## Reading passage
——————————
It’s that time of year again. The Alabama Legislature is only days from its opening session, and lawmakers across the state are drafting bills they say will make Alabama better.

As in years past, some special interest groups – big-box retailers and liquor distributors – are pushing again to privatize liquor sales in Alabama.

Control and protection

By privatize, they mean closing state-operated liquor stores and handing over the sale of all liquor in the state to private businesses.

On the surface, that might sound sensible. Why should the state even be in the liquor business?

Look closer, though, and you will see that privatizing hurts state budgets, public safety and health, and even Alabama consumers.

I like to tell people that Alabama is not in the “liquor business;” the state is in the “control business” – controlling the sale of alcohol and protecting the people of the state from the harmful effects of alcohol.

Last year, the Alabama Alcohol Beverage Control Board’s operations provided $262 million to state and local governments. Most of that went to the habitually challenged General Fund and agencies such as the departments of Human Resources, Mental Health and Public Health and law enforcement.

The argument from those pushing for privatization is that the state will come out ahead financially because it no longer would incur the costs of operating stores. That argument is false.

Don't lose revenue

Every state in recent memory that has privatized elements of alcohol sales it once controlled has lost revenue or had to raise taxes.
——————————
## Exercise directions
Carry the opinion piece on privatizing Alabama liquor sales forward from its last sentence. The rows that come next have no connection to the text about Alabama liquor sales.
——————————
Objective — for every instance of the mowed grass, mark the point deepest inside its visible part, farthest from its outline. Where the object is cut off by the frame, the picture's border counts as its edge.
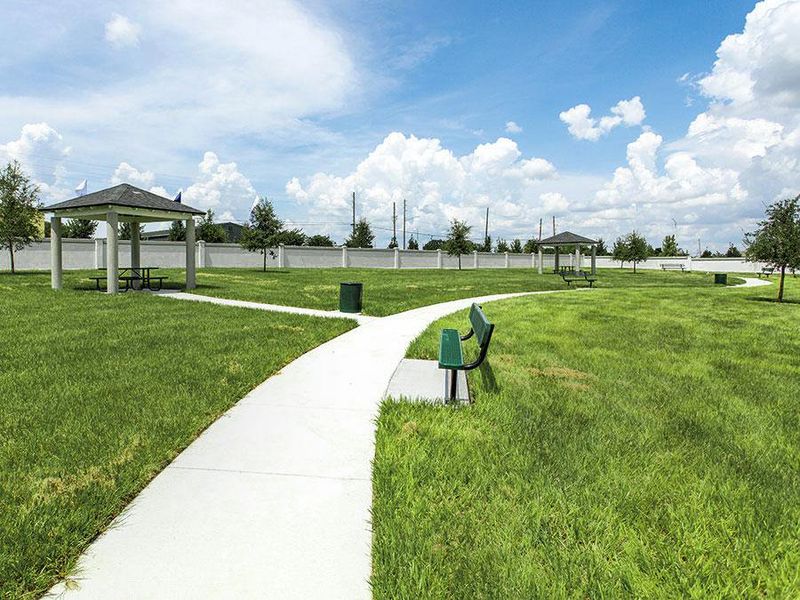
(388, 291)
(99, 393)
(640, 443)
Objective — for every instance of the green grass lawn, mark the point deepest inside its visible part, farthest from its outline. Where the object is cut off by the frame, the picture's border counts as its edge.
(638, 443)
(388, 291)
(99, 393)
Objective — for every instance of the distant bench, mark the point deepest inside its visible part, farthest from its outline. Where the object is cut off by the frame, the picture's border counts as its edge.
(672, 266)
(571, 277)
(451, 352)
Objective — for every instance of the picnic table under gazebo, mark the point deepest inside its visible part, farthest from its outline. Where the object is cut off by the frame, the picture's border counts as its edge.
(569, 240)
(121, 203)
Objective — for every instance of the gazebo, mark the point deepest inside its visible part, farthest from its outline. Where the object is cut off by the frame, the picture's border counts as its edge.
(124, 203)
(569, 239)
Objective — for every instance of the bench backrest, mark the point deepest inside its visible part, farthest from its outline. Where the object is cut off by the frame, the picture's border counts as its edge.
(480, 325)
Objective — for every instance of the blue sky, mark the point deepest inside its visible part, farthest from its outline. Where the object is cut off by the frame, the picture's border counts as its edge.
(303, 102)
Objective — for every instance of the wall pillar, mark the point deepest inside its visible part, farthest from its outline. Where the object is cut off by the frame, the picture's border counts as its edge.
(112, 253)
(201, 254)
(135, 250)
(281, 256)
(98, 253)
(55, 253)
(191, 275)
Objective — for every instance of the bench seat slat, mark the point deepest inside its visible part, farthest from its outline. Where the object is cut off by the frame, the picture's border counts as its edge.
(450, 353)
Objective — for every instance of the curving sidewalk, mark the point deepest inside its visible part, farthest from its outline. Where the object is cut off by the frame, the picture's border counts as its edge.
(273, 500)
——————————
## Solved exercise
The most recent example is the state of Washington. After Costco pushed through the state legislature a referendum to privatize liquor sales and spent $22 million to make sure the referendum went the way Costco wanted, Washington voters in 2011 approved closing state stores in favor of opening private stores.

The result? Stores selling liquor went from 328 to more than 1,400, two large distributors grabbed 93 percent of the wholesale market while big-box stores dominated retail sales, and the state raised liquor taxes by 27 percent to make up for lost state revenue.

Today, Washington has, by far, the highest liquor prices in the country.

As someone deeply concerned about the harm alcohol inflicts on families and society in general, I have no problem with higher liquor prices.

I do, however, worry about already struggling state agencies that assist families and protect public safety and health taking a financial hit due to lost revenue.

Policing the sales

I am also concerned about the ABC Board’s ability to adequately “police” the sale of what is a destructive substance. Remember, one of the agencies the ABC Board funds with dollars from its stores is itself.

Take away that revenue, and the ABC Board would not be able to inspect, license and investigate stores and restaurants that sell any form of alcoholic beverages to ensure their compliance with state laws.

Just like prisons and Medicaid, the ABC Board would be dependent on funds from the General Fund. We all know the struggles the Legislature has had patching together the General Fund budget.

Let’s be frank about alcohol. It is not just any commodity, and we shouldn’t treat it like buying bread, milk or eggs. Alcohol is a mind-altering, addictive drug. It kills more people each year – 88,000, according to the U.S. Centers for Disease Control and Prevention – than all illicit drugs combined, including opioids.

Excessive drinking costs the U.S. economy $249 billion each year, the CDC says. It costs Alabama more than $3.7 billion.

Alcohol is a factor in a majority of violent crimes, including rape and murder. About half the suicides in our country are linked to alcohol. Most of the people in our prisons had alcohol in their system when they committed their crimes.

I am especially alarmed by the great harm alcohol inflicts on families. Alcohol is a major cause of domestic violence, child neglect, unwanted pregnancies and divorce.

Time to get smarter

Who benefits from privatization? It’s not Alabama citizens.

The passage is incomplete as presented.